I have since chosen style over substance. I am an 'artiste' you know. Visitors now encounter a more pleasing look upon entering each new Gallery Room, which, I hope they will then stroll through. The problem with this architecture is that these "rooms" may open quite slowly (the wait is worth it, I assure you.) I concocted the following plan to work around low bandwidth and still allow the user greater flexibility to access different graphics at will. This will only work with Netscape's "New Window" option.


The Solution

First: Start your tour by selecting any of the Gallery "rooms" (there are 17) and take a leisurely stroll through each room, much like you would at any exhibition. It would help if you allow each page to load completely before you begin scrolling. This is part of my intended design.
I suggest that you do notclick on each and every photo to see its enlargement your first time around in the Gallery mode (you figured this out already, right?) The problem is that you must make an about face and return right back to the room you just came from in order to move on. This would be great except you now have to wait some more while the Gallery photos re-load once again. On my home computer this takes a while.

Here's a possible workaround: If you use Netscape and want to further examine by enlarging a particular piece just hold your mouse down on top of a particular photo and you will access a drop down menu (your CPU must support this feature.) Launch the option "New Window with this Link" and you will then behold a separate window with your enlargement, leaving the original "room" alone.

Or you can even magic carpet your way through the JPEG enlargements with another lickity split option . Click on our page called "Blowups" and you will find a long list of the 82 (and growing) individual pieces. You might open a second "New" window and have this list standing by in plain or partial view on your desktop. You may now move through the entire exhibit quicker than a pea in a traffic cop's whistle.
* * * * * * *
• Given task 1: Format the stretch of the records from the line containing "Batch processing job — object class: player's hand." through the line containing "270 248 297 263" as a JSON list of strings, one string per line, with blank lines left out.

• Given records:
* * * * * * *
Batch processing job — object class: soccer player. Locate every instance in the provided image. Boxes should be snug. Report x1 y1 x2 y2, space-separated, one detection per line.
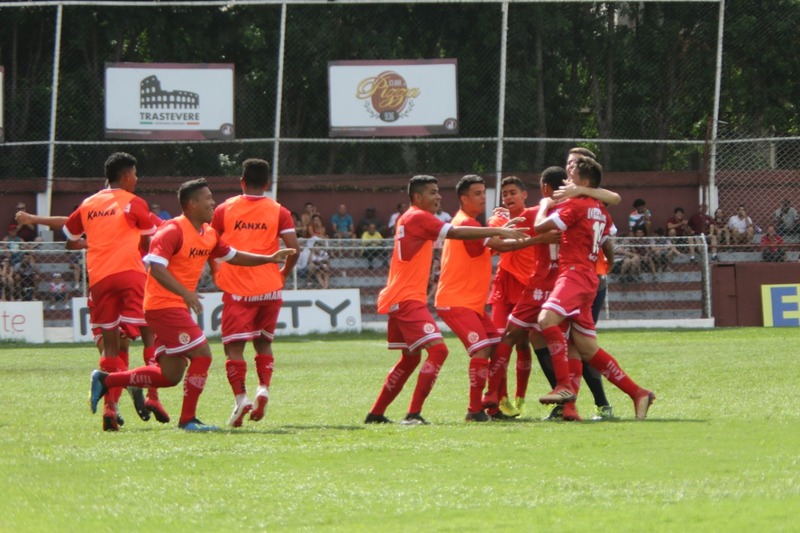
436 175 558 422
364 175 525 425
63 152 156 431
90 179 295 431
211 159 299 427
535 156 655 420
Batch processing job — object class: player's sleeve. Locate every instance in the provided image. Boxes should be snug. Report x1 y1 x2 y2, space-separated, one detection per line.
143 224 183 266
211 204 225 235
61 208 84 241
127 196 156 235
278 206 295 234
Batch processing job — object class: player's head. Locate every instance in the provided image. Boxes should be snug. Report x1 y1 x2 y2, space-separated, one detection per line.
104 152 137 192
178 178 216 222
500 176 528 211
456 174 486 217
570 156 603 189
242 158 270 190
408 175 442 213
539 167 567 198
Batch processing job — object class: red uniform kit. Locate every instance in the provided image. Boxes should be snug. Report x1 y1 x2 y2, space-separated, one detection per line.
144 215 236 355
542 197 613 336
211 195 294 344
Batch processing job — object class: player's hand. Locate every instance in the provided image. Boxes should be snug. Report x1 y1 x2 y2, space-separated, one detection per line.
183 292 203 315
14 211 33 225
270 248 297 263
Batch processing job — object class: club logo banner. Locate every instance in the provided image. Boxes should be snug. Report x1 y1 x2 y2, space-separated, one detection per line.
328 59 458 137
105 63 235 140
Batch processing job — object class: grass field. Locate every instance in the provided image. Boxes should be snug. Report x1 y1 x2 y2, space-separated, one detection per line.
0 328 800 532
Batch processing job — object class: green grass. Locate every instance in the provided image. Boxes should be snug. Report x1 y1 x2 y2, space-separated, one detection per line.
0 328 800 532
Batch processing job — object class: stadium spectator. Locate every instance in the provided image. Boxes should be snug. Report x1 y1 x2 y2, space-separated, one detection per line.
361 224 386 270
0 252 17 302
760 224 786 263
63 152 156 431
90 179 295 431
14 252 39 302
358 207 383 235
628 198 653 236
386 202 408 237
211 159 300 427
689 204 719 261
10 202 37 242
728 205 756 244
331 204 356 239
150 202 172 220
306 213 328 239
364 176 525 425
714 207 731 246
534 157 655 420
47 272 69 309
775 198 800 236
667 207 697 263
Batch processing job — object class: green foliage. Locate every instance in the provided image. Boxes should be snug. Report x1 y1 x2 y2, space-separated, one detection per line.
0 326 800 532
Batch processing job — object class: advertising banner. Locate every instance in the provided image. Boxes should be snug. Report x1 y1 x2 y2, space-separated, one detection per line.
106 63 235 140
328 59 458 137
72 289 361 342
0 302 44 344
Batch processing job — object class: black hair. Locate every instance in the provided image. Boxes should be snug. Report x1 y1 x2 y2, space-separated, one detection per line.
104 152 136 183
242 159 270 188
178 178 208 209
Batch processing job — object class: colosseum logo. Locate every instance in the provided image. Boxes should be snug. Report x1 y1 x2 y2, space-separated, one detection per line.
356 70 420 122
139 75 200 125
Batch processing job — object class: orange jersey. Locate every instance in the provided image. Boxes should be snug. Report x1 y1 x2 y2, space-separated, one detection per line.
64 189 155 285
436 211 492 315
144 215 236 311
378 206 451 314
211 195 294 296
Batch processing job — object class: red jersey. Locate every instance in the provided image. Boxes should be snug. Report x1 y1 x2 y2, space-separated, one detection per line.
378 205 451 314
144 215 236 311
547 196 612 272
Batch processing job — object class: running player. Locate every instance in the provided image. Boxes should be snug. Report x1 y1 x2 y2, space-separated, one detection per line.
364 175 525 425
535 156 655 420
90 179 295 431
211 159 299 427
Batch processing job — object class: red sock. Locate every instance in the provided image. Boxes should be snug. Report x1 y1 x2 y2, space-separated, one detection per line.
256 354 275 387
180 357 211 424
106 366 175 390
569 358 583 394
100 356 122 407
542 326 569 387
587 348 639 398
516 345 532 398
408 343 448 413
486 342 512 403
225 360 247 396
369 353 421 415
469 357 489 413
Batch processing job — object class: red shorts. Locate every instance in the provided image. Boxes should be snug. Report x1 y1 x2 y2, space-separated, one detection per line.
542 270 598 337
508 270 558 330
386 300 444 352
89 270 147 334
222 290 283 344
436 307 502 355
144 307 208 356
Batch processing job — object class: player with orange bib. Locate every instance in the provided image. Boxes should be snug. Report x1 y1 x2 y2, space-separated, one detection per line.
364 175 525 425
63 152 156 431
90 179 295 431
211 159 299 427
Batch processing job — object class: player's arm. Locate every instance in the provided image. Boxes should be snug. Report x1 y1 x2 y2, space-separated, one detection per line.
228 248 297 266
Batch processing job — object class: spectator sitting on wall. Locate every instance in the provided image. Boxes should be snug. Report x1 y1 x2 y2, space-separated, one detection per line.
761 225 785 263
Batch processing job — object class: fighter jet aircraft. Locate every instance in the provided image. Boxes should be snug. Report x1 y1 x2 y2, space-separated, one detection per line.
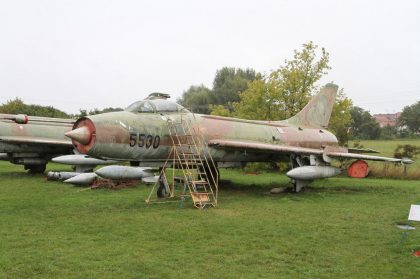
66 84 411 195
0 114 75 173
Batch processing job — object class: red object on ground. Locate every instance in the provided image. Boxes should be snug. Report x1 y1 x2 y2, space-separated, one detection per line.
347 160 369 178
413 250 420 257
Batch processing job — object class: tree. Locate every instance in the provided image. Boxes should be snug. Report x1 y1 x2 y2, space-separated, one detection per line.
398 101 420 134
178 84 211 114
211 67 257 105
0 98 70 118
221 42 330 120
350 106 381 139
328 88 353 145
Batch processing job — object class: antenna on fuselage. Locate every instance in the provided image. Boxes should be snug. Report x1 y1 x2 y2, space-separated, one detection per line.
145 92 171 100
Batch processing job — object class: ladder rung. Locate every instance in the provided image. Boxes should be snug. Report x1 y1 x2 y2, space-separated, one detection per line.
191 180 209 184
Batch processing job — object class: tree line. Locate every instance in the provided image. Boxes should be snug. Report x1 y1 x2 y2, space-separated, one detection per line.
0 42 420 144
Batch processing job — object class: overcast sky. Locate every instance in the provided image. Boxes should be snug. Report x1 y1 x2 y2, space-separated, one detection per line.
0 0 420 113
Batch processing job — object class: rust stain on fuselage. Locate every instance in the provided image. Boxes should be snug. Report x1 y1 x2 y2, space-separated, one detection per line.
74 111 337 162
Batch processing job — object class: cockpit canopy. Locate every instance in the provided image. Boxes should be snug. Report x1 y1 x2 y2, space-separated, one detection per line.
125 99 188 113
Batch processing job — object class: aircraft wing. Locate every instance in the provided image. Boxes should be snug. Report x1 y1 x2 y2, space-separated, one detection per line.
0 136 73 147
209 139 413 164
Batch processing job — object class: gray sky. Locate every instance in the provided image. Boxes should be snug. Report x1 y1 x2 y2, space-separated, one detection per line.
0 0 420 113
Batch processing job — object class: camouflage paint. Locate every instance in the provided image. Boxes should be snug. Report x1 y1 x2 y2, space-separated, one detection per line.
68 86 338 162
0 114 74 168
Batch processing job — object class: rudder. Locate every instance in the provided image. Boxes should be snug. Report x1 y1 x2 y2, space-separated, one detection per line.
285 83 338 128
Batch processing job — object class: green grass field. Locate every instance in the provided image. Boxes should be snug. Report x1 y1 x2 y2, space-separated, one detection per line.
350 138 420 167
349 138 420 180
0 162 420 278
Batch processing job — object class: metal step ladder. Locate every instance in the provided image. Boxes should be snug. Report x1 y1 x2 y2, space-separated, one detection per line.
146 118 219 209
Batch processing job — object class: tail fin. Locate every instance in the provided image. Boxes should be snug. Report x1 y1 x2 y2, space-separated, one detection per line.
285 83 338 128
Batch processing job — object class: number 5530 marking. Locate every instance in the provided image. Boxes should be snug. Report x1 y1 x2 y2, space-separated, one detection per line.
129 133 160 148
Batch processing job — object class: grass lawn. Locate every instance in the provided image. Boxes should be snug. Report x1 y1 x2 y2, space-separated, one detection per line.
0 161 420 278
349 138 420 167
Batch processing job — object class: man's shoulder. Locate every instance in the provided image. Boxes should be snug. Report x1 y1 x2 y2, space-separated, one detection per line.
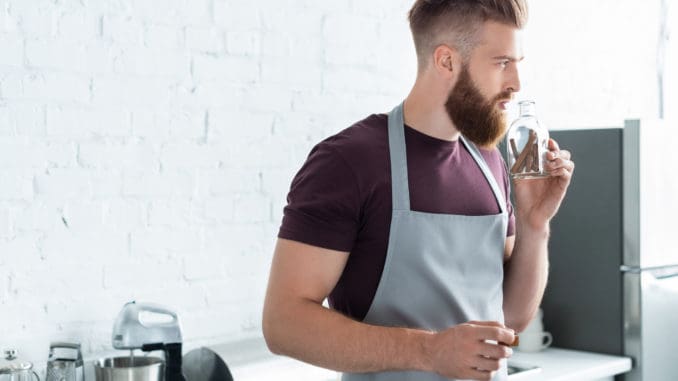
314 114 388 162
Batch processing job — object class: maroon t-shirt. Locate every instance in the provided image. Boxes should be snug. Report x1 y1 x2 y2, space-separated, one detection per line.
278 114 515 320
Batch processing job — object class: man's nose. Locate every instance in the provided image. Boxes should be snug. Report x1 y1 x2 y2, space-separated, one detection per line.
506 66 520 93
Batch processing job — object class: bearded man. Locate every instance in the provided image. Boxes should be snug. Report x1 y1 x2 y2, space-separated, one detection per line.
263 0 574 381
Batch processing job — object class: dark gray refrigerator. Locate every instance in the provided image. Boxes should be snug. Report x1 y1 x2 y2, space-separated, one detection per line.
542 121 678 381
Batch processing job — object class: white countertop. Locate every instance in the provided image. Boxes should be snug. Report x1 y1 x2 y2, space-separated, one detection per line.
210 339 631 381
509 348 631 381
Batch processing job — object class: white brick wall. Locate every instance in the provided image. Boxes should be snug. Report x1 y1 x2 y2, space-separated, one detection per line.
0 0 659 367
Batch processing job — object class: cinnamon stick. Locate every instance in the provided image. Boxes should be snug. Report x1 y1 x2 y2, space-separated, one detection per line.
532 143 539 172
511 131 537 173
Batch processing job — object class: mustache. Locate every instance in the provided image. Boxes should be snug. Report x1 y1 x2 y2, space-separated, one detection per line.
492 91 513 103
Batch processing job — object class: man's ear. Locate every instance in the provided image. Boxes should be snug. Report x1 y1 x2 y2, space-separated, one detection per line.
433 45 461 79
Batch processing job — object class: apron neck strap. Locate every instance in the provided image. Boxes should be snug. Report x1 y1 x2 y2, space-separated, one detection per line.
388 102 410 210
* * * * * * *
• Given task 2:
Answer these questions from the text about touring the online gallery:
(a) How many Gallery "rooms" are there?
(b) How many individual pieces does the "Blowups" page list?
(c) Which Netscape menu option opens an enlargement in a separate window?

• Response 1:
[
  "Batch processing job — object class: player's hand. Locate every instance in the provided image. Boxes should be snug. Report x1 y1 x2 y2, space-separated, one detection per line.",
  "183 292 203 315",
  "14 211 33 225",
  "270 248 297 263"
]

• Response 2:
(a) 17
(b) 82, and growing
(c) "New Window with this Link"